Saturday, September 3, 2016

Thinking With Our Stomachs

Thinking With Our Stomachs / 14ymedio, Yoani Sanchez

14ymedio, Yoani Sanchez, Havana, 2 September 2016 – At the dining room
table the grandparents are playing with their two granddaughters. They
ask them what they would ask the genie for if they happened to stumble
on a magic lamp in the corner. "I want a plate full of chicken and
French fries," the littlest one said immediately, while the older said
she wanted it to rain candy. Their second wish included ice cream by the
ton and the third wish concentrated on endless cheeseburgers.

National television broadcasts a report about a popular camping site
that has been renovated and reopened to the public this summer. One
customer smiles at the camera and says, "The food is good." The
administrator of the recreation spot enumerates the dining options and
promises that culinary offerings "suited to all pocketbooks and well
prepared" await whose who book one of the cabins scattered in the
countryside.

Education Minister Ena Elsa Velázquez, calls for moral and material
respect for teachers to avoid the exodus that profession is suffering as
teachers quit for other—more lucrative—jobs in other areas. The official
recommended holding agricultural fairs next to school buildings, with
sales of pork and produce, so the educators can buy food after work.

An opponent of the Castros visiting a market in Miami recorded a video
in which he says the only way his compatriots would be willing to
"overthrow the dictatorship" would be if they were promised that the
shelves would then be full of the same variety of beers on offer in
Miami. The well-known dissident lists the prices, the quantity of food
available in pounds and the high quality of the products that star in
his video.

A nouveau riche couple books two nights all-inclusive at a Varadero
hotel. They manage to polish off a lunch with two pork steaks each, a
serving of fried beef, several helpings of rice and beans, along with a
pile of succulent shrimp and lobster. Returning home they fail to
describe a single example of the scenery they admired during their trip.

> **GIVEN TASK**: Reproduce the food article word for word from "Saturday, September 3, 2016" to "on endless cheeseburgers.". The items that come next have no connection to the article above.

[Shape annotation entries]
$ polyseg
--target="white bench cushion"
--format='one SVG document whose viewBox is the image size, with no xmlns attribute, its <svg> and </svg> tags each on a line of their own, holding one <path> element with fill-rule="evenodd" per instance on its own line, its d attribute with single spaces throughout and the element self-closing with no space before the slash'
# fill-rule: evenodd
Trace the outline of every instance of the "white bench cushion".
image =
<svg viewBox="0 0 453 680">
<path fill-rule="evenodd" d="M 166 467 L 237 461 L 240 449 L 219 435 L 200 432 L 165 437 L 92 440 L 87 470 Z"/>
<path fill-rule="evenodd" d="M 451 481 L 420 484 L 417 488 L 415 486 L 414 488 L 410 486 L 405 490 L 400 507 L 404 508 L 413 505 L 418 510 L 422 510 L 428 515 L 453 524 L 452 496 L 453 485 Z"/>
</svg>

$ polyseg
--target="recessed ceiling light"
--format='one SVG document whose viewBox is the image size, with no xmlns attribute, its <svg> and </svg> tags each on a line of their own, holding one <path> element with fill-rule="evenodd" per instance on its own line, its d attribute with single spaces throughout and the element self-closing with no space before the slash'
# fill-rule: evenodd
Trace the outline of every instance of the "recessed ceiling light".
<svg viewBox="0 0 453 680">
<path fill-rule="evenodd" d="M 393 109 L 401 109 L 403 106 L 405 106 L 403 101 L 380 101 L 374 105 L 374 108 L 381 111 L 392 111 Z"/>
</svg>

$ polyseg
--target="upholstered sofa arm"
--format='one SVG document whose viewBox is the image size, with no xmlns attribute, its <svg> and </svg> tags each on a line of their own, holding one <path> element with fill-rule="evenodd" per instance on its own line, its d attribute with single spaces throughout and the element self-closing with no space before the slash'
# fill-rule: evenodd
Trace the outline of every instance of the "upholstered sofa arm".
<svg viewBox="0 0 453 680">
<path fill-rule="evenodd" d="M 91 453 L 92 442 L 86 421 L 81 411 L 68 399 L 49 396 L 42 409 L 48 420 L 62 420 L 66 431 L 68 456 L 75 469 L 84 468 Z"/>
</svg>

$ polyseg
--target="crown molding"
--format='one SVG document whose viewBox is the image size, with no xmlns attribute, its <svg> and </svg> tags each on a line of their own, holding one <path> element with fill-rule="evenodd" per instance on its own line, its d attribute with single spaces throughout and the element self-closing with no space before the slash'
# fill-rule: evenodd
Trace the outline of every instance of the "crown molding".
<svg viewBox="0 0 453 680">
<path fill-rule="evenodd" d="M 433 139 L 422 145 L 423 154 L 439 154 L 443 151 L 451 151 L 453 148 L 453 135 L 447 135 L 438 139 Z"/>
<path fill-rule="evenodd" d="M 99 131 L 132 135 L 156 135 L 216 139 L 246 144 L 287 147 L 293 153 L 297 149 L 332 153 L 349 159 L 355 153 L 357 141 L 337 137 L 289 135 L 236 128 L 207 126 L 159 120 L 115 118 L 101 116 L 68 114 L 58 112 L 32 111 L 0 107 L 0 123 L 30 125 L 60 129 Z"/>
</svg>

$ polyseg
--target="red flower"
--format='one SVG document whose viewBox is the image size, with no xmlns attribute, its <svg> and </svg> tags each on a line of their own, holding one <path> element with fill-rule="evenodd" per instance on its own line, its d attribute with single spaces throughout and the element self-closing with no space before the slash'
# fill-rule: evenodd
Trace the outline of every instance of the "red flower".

> **TASK ANSWER**:
Saturday, September 3, 2016

Thinking With Our Stomachs

Thinking With Our Stomachs / 14ymedio, Yoani Sanchez

14ymedio, Yoani Sanchez, Havana, 2 September 2016 – At the dining room
table the grandparents are playing with their two granddaughters. They
ask them what they would ask the genie for if they happened to stumble
on a magic lamp in the corner. "I want a plate full of chicken and
French fries," the littlest one said immediately, while the older said
she wanted it to rain candy. Their second wish included ice cream by the
ton and the third wish concentrated on endless cheeseburgers.